### Request
Transcribe the records that follow in their entirety, omitting any pictures.

### Entries from a dataset
==*==

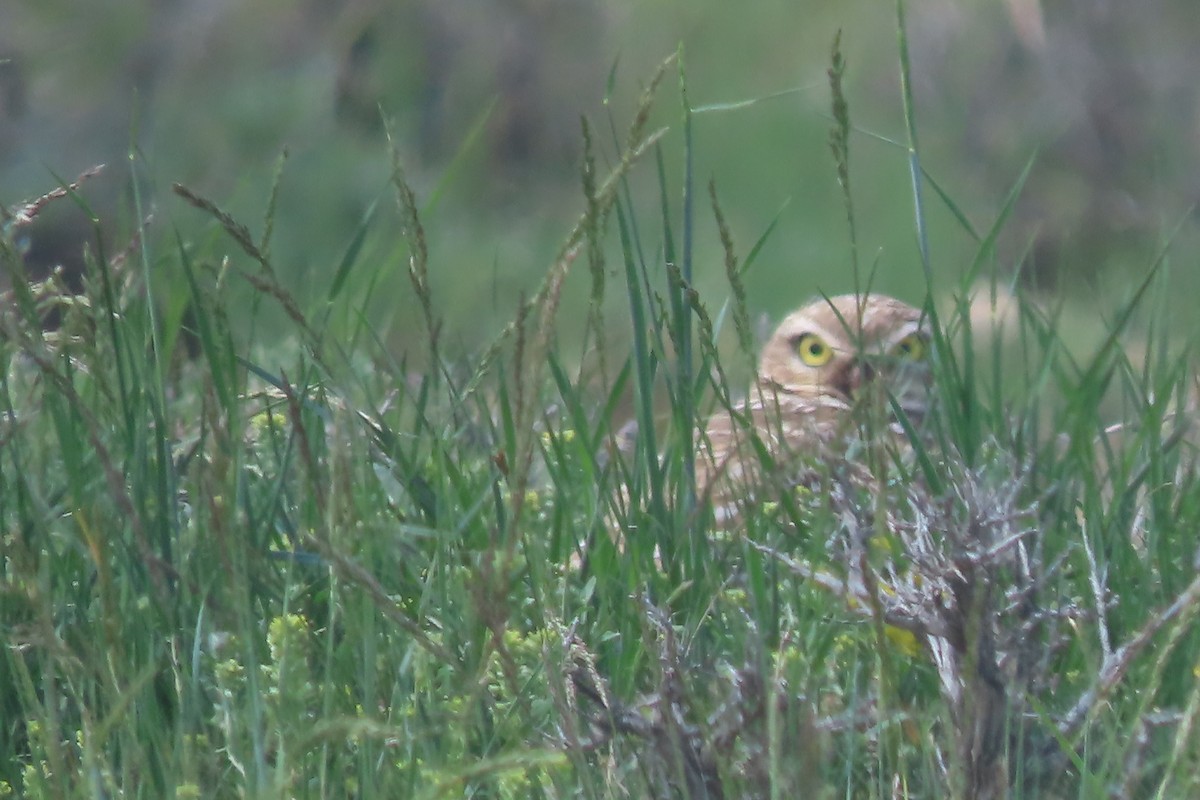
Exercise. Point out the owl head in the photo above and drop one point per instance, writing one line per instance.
(851, 349)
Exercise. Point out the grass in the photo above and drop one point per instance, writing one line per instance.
(241, 563)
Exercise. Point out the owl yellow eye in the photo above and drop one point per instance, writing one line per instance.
(911, 348)
(813, 350)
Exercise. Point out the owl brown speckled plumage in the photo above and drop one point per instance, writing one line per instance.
(823, 392)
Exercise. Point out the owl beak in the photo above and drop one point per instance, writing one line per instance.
(859, 373)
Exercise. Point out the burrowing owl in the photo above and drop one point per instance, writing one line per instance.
(828, 382)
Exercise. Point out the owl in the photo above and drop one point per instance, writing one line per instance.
(829, 382)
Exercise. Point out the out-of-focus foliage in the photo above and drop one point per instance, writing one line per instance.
(210, 92)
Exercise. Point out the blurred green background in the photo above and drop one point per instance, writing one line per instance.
(1102, 94)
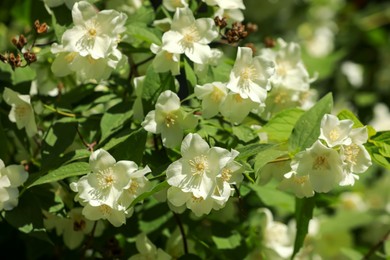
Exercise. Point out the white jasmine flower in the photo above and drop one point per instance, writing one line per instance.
(197, 169)
(74, 228)
(21, 112)
(165, 61)
(115, 215)
(321, 164)
(198, 205)
(90, 47)
(212, 96)
(171, 5)
(381, 120)
(276, 237)
(147, 250)
(334, 131)
(95, 33)
(169, 119)
(235, 108)
(190, 36)
(226, 4)
(355, 156)
(290, 72)
(299, 185)
(250, 76)
(11, 177)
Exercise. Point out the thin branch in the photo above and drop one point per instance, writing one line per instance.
(183, 235)
(377, 246)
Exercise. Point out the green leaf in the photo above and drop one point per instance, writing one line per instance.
(244, 133)
(307, 129)
(190, 74)
(114, 118)
(159, 187)
(66, 171)
(230, 242)
(303, 213)
(266, 156)
(59, 137)
(252, 149)
(273, 197)
(27, 217)
(279, 128)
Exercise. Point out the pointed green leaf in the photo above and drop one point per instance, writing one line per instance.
(307, 129)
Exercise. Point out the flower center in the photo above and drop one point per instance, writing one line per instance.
(106, 178)
(248, 73)
(334, 135)
(170, 120)
(351, 153)
(196, 200)
(199, 165)
(20, 111)
(217, 95)
(226, 174)
(105, 210)
(79, 225)
(133, 187)
(320, 163)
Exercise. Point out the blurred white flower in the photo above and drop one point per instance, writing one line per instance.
(212, 96)
(190, 36)
(381, 120)
(147, 250)
(73, 228)
(21, 112)
(290, 72)
(11, 177)
(107, 191)
(171, 5)
(353, 72)
(165, 61)
(250, 76)
(322, 165)
(334, 131)
(169, 119)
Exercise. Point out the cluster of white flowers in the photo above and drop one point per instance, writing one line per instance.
(187, 35)
(201, 180)
(335, 159)
(89, 49)
(108, 191)
(290, 82)
(21, 112)
(11, 177)
(246, 90)
(73, 228)
(169, 119)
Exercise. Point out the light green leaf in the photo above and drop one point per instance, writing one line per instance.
(303, 213)
(279, 128)
(252, 149)
(190, 74)
(230, 242)
(66, 171)
(307, 129)
(159, 187)
(273, 197)
(244, 133)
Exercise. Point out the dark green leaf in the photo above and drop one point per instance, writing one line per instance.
(303, 213)
(307, 129)
(114, 118)
(66, 171)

==*==

### Result below
Exercise. Point out the owl head in the photo above and drop one point per instance, writing one line per instance.
(851, 349)
Exercise. Point out the grass in the photo above and drop one point per instance, writing one line per instance.
(241, 563)
Exercise. Point out the owl yellow eye in the photo above and drop one point per instance, writing one line per instance.
(911, 348)
(813, 350)
Exercise. Point out the owl brown speckled plumage in the photo above and drop one point per instance, writing one line per instance.
(823, 392)
Exercise. Point out the owl beak in the photo above and drop one point per instance, writing one line per instance.
(859, 373)
Exercise. Point out the burrowing owl in the photo above and drop one point per instance, writing one line per instance.
(828, 382)
Exercise. Point out the owl in the photo above and drop one point per instance, writing one line per instance.
(829, 382)
Exercise. Point out the out-of-focus foliage in the photo above and drop one point per instance, writing one line per instance.
(210, 92)
Exercise. Point out the blurred green background in the photo above and drop one point per instance, writing one line per instance.
(1102, 94)
Exercise. Point out the white jasmine flower in the photo above and drop one point per instance, writing one line per instance.
(197, 169)
(74, 228)
(21, 112)
(165, 61)
(115, 215)
(321, 164)
(198, 205)
(90, 47)
(212, 96)
(171, 5)
(381, 120)
(276, 237)
(147, 250)
(334, 131)
(95, 33)
(169, 119)
(235, 108)
(190, 36)
(226, 4)
(355, 156)
(290, 72)
(299, 185)
(250, 76)
(11, 177)
Exercise. Point out the thin branch in the photo above and drop one point per instance, writing one line per instance.
(183, 235)
(377, 246)
Exercise. Point out the green leaf in the photo above and drop one point per instance, writing one line per instance.
(244, 133)
(307, 129)
(190, 74)
(114, 118)
(159, 187)
(66, 171)
(230, 242)
(303, 213)
(266, 156)
(59, 137)
(252, 149)
(273, 197)
(27, 217)
(279, 128)
Exercise. Point out the pointed green leaf in the photo above and drop one point per instance, writing one line per instance.
(307, 129)
Exercise. Point out the flower center in the photo above and drop one point per instance, writing one line per instance.
(106, 178)
(248, 73)
(334, 135)
(170, 120)
(351, 153)
(196, 200)
(199, 165)
(20, 111)
(217, 95)
(226, 174)
(105, 210)
(79, 225)
(133, 187)
(320, 163)
Exercise. Point out the blurred white flower in the photo above and drop one point per instance, writing one line per instance.
(212, 96)
(190, 36)
(381, 120)
(147, 250)
(73, 228)
(21, 112)
(290, 72)
(11, 177)
(107, 191)
(171, 5)
(353, 72)
(165, 61)
(250, 76)
(322, 165)
(334, 131)
(169, 119)
Exercise. Point out the cluster of white flowers in the photo above and drop one point per instance, writing one line per instance.
(187, 35)
(201, 180)
(335, 159)
(89, 49)
(108, 191)
(290, 82)
(21, 112)
(11, 177)
(246, 90)
(73, 228)
(169, 119)
Exercise. Point out the light green leaf in the photo above and drop one point per instance, writing one line per instance.
(303, 213)
(279, 128)
(252, 149)
(190, 74)
(230, 242)
(66, 171)
(307, 129)
(159, 187)
(273, 197)
(244, 133)
Exercise. Point out the dark green leaf in the photo above and drop one point per instance, writing one line per instance.
(303, 213)
(307, 129)
(114, 118)
(66, 171)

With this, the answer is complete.